Lot E has a net project area of only 0.5 acres. The regulations do contain a grandfather provision for any substandard lot created before 1976, as Lot E was, but it permits the separate development and sale of such a lot only if the lot “is in separate ownership from abutting lands.” Because Lots E and F abut and are now both owned by the Murr siblings, the grandfathering exception does not apply to Lot E; the two lots are treated as merged, and the Murrs cannot sell Lot E, although it was acquired by their parents specifically as an saleable investment.
The Wisconsin Court of Appeals rejected the Murrs’ takings claim, ruling that the “parcel as a whole” rule requires combining the two parcels for takings analysis “under a well-established rule that contiguous property under common ownership is considered as a whole regardless of the number of parcels contained therein.” Murr v. State of Wisconsin, 2014 WL 7271581, at *4 (Wis. App. Ct. Dec. 23, 2014) (per curiam) (unpublished). After the Wisconsin Supreme Court denied further review, the Murrs petitioned the U.S. Supreme Court for certiorari, and the petition was granted on January 15, 2016.
In its amicus brief supporting the Murrs, NELF argues that the Court should strike a fair and just balance when identifying the “parcel as a whole.” Invoking the principles of fairness and justice on which the Court has avowedly founded its takings jurisprudence, NELF expresses its concern that the tendency of courts to unduly expand the parcel as a whole creates an unfair risk of undercompensation to property owners. NELF then goes on to illustrate the insufficiency of the two factor rule (adjacency and common ownership) applied by the Wisconsin court. NELF argues that these factors alone are too tenuous, and that the Court should require at least “unity of use” as a third factor in deciding whether to aggregate legally separate. NELF’s argument draws a close analogy to the principles on which severance damages are awarded in eminent domain cases.

• [Dataset extract]:
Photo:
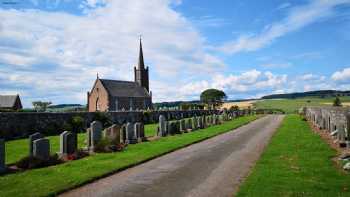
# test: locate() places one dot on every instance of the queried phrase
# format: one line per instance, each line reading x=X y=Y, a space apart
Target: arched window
x=97 y=105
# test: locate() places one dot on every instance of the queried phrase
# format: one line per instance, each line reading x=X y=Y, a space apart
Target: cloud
x=284 y=6
x=246 y=84
x=277 y=65
x=342 y=76
x=56 y=55
x=297 y=18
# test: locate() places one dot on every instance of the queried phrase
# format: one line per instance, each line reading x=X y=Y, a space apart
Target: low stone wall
x=21 y=124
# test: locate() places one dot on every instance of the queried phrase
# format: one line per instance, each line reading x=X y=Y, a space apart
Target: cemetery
x=114 y=144
x=309 y=155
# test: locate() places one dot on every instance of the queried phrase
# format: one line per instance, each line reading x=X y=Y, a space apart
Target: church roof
x=7 y=101
x=124 y=88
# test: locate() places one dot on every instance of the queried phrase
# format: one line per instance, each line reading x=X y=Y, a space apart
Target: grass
x=297 y=162
x=55 y=179
x=17 y=149
x=292 y=105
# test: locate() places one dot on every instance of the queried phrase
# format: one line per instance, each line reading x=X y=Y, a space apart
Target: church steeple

• [Task brief]: Copy the full passage on the Murr takings case word for word. The items have nothing to do with the passage on the Murr takings case.

• [Written response]:
Lot E has a net project area of only 0.5 acres. The regulations do contain a grandfather provision for any substandard lot created before 1976, as Lot E was, but it permits the separate development and sale of such a lot only if the lot “is in separate ownership from abutting lands.” Because Lots E and F abut and are now both owned by the Murr siblings, the grandfathering exception does not apply to Lot E; the two lots are treated as merged, and the Murrs cannot sell Lot E, although it was acquired by their parents specifically as an saleable investment.
The Wisconsin Court of Appeals rejected the Murrs’ takings claim, ruling that the “parcel as a whole” rule requires combining the two parcels for takings analysis “under a well-established rule that contiguous property under common ownership is considered as a whole regardless of the number of parcels contained therein.” Murr v. State of Wisconsin, 2014 WL 7271581, at *4 (Wis. App. Ct. Dec. 23, 2014) (per curiam) (unpublished). After the Wisconsin Supreme Court denied further review, the Murrs petitioned the U.S. Supreme Court for certiorari, and the petition was granted on January 15, 2016.
In its amicus brief supporting the Murrs, NELF argues that the Court should strike a fair and just balance when identifying the “parcel as a whole.” Invoking the principles of fairness and justice on which the Court has avowedly founded its takings jurisprudence, NELF expresses its concern that the tendency of courts to unduly expand the parcel as a whole creates an unfair risk of undercompensation to property owners. NELF then goes on to illustrate the insufficiency of the two factor rule (adjacency and common ownership) applied by the Wisconsin court. NELF argues that these factors alone are too tenuous, and that the Court should require at least “unity of use” as a third factor in deciding whether to aggregate legally separate. NELF’s argument draws a close analogy to the principles on which severance damages are awarded in eminent domain cases.